→ **Task requirements**: Please copy out the data below word for word, from its first line through the line containing "[(546, 276), (581, 289), (407, 248)]", including both of those lines.

→ **Available data**:
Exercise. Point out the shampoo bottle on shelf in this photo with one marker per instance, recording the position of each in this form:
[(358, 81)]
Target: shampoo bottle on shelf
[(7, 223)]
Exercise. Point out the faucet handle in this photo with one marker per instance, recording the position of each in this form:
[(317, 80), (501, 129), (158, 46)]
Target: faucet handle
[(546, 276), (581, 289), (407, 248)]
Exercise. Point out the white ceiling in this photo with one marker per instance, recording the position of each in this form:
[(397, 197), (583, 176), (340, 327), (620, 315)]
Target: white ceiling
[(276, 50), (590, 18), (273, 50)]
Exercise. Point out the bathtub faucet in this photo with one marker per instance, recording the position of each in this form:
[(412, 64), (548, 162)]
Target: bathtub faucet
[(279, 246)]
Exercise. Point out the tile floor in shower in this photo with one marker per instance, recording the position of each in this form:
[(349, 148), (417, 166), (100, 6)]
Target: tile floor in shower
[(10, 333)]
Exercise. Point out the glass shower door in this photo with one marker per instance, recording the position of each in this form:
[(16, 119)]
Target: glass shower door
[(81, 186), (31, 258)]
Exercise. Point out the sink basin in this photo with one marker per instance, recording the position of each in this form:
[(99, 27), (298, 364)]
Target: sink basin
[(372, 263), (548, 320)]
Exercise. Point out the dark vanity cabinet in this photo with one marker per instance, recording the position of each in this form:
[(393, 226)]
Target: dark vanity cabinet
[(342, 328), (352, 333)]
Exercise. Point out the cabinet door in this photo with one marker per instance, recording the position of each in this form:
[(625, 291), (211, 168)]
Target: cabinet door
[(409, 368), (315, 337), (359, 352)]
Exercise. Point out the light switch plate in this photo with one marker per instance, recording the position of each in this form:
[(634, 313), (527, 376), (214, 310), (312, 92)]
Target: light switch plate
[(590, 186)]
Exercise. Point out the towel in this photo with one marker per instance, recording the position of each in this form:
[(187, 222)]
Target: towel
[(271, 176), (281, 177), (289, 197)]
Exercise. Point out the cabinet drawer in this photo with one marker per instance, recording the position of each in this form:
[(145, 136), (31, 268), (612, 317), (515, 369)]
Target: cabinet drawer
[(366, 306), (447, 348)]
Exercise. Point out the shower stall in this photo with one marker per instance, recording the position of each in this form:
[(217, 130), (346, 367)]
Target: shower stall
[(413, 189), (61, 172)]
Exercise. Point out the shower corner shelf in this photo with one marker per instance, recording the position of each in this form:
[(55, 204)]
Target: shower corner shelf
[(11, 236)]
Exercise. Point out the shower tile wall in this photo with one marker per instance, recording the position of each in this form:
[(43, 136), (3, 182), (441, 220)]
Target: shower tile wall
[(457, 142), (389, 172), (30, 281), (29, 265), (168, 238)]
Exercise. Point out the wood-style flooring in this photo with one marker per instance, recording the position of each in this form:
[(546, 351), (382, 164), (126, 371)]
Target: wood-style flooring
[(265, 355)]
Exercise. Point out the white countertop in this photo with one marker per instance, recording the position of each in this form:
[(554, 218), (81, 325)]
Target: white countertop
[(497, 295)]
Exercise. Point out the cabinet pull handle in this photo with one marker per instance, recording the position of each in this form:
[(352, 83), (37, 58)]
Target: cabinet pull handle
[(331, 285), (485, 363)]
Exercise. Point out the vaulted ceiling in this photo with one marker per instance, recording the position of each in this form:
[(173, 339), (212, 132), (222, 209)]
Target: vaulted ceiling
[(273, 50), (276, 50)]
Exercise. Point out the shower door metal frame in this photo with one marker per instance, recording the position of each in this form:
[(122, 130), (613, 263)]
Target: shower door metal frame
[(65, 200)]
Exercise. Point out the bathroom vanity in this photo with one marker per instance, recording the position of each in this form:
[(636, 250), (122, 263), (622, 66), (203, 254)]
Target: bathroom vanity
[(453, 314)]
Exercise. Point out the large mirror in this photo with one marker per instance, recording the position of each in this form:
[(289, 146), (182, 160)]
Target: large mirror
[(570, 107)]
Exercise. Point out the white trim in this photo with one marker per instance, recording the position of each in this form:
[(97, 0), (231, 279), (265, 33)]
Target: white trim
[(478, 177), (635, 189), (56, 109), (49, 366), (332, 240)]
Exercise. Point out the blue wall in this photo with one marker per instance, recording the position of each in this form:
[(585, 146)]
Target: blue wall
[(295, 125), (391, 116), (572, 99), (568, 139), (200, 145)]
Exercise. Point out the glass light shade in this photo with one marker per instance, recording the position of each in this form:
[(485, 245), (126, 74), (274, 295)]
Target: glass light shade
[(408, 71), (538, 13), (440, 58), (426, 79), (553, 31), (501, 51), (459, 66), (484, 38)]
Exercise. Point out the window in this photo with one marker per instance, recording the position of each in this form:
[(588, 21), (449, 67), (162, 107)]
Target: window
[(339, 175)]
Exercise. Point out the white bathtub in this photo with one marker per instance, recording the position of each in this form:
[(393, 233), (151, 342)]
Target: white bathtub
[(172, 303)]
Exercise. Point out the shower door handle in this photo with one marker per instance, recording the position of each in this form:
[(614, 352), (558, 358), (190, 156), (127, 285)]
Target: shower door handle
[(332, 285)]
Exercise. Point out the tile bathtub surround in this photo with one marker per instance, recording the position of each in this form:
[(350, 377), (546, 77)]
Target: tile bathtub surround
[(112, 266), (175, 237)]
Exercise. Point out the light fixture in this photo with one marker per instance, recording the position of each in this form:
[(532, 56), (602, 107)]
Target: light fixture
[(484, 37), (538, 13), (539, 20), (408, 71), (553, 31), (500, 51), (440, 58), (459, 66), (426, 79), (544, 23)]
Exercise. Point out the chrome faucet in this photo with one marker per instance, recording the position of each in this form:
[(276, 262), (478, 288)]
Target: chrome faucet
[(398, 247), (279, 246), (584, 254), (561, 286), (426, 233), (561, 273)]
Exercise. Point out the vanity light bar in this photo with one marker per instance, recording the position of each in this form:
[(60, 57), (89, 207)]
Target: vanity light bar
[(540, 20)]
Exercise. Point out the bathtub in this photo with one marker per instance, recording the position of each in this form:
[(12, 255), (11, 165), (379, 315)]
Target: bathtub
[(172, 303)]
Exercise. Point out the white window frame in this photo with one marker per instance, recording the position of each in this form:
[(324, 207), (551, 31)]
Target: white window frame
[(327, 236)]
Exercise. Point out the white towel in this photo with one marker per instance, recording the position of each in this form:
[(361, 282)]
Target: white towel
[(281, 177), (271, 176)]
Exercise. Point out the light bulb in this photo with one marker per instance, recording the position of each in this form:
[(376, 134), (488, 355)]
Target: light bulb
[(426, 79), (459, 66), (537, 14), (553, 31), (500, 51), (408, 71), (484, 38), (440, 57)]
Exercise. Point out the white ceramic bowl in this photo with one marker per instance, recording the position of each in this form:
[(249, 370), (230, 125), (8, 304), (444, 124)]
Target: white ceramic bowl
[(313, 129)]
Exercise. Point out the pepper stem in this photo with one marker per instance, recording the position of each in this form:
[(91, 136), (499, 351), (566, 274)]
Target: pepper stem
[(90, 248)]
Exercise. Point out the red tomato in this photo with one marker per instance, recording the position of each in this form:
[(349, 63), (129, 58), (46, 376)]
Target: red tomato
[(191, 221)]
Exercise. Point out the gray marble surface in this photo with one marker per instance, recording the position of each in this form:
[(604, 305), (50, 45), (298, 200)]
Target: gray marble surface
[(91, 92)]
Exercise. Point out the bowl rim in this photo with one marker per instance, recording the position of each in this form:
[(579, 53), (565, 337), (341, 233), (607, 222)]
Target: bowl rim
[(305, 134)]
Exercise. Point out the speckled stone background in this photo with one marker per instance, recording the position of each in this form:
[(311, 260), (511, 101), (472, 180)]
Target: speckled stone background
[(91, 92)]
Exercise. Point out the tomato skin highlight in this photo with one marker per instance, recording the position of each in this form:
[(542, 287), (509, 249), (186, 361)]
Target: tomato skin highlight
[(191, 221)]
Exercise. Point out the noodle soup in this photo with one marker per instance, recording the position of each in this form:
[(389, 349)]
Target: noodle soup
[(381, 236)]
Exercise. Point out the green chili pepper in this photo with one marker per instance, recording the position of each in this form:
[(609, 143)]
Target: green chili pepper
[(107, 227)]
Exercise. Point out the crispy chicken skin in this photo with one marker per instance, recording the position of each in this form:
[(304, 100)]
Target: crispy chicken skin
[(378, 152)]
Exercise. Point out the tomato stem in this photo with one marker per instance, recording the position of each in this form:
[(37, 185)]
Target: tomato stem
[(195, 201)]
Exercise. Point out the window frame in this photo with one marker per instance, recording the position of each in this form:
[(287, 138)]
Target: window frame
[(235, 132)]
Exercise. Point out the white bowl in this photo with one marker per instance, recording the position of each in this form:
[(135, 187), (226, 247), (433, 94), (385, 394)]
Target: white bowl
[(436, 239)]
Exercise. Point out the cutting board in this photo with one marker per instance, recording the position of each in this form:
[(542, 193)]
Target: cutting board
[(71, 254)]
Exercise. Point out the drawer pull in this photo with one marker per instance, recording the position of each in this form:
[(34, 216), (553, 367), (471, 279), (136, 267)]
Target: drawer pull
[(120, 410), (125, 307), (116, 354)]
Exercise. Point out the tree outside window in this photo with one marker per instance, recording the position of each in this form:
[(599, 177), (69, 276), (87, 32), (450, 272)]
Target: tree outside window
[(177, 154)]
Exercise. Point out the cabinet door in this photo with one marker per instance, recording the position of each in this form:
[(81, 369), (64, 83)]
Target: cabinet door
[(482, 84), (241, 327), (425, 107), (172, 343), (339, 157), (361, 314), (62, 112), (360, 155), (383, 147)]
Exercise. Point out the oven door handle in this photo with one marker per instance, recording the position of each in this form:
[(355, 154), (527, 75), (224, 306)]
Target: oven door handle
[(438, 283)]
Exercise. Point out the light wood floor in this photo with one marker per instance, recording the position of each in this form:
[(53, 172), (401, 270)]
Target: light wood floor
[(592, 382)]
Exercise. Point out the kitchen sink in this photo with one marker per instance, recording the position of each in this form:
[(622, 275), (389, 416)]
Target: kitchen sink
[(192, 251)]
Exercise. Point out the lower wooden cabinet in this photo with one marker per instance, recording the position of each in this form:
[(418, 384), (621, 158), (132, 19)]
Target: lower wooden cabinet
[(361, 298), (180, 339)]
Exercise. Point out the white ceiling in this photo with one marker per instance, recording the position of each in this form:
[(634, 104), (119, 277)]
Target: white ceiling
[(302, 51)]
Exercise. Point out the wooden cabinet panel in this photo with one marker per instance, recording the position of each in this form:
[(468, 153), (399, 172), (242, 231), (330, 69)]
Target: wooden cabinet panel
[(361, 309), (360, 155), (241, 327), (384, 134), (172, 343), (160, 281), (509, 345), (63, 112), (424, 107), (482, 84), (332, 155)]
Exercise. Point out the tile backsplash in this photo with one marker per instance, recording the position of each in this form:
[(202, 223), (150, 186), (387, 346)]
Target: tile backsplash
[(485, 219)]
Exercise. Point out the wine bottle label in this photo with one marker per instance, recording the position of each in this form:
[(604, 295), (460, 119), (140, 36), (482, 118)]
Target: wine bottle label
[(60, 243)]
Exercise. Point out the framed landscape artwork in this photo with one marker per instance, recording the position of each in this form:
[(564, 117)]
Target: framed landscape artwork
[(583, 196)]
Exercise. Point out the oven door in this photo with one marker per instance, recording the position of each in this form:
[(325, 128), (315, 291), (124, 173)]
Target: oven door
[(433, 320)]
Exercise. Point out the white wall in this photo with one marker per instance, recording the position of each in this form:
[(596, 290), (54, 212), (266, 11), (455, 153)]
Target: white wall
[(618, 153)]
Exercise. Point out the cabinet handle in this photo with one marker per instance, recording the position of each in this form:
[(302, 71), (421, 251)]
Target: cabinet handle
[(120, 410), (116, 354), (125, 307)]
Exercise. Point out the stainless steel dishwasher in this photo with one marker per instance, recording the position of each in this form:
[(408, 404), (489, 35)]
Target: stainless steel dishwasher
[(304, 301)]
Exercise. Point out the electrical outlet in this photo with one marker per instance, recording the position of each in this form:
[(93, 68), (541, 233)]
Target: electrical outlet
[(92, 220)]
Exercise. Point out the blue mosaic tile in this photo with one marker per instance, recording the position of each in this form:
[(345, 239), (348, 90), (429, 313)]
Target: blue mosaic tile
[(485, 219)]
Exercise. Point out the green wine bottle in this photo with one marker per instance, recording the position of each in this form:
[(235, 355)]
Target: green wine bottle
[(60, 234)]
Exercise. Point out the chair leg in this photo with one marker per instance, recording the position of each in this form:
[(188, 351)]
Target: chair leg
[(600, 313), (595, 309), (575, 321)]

→ **Expected answer**:
Exercise. Point out the shampoo bottle on shelf in this photo with one marker per instance, recording the position of each in this form:
[(358, 81)]
Target: shampoo bottle on shelf
[(7, 223)]
Exercise. Point out the faucet handle in this photo with one marker per instance, recording the position of each in this form:
[(317, 80), (501, 129), (158, 46)]
Target: faucet handle
[(546, 276), (581, 289), (407, 248)]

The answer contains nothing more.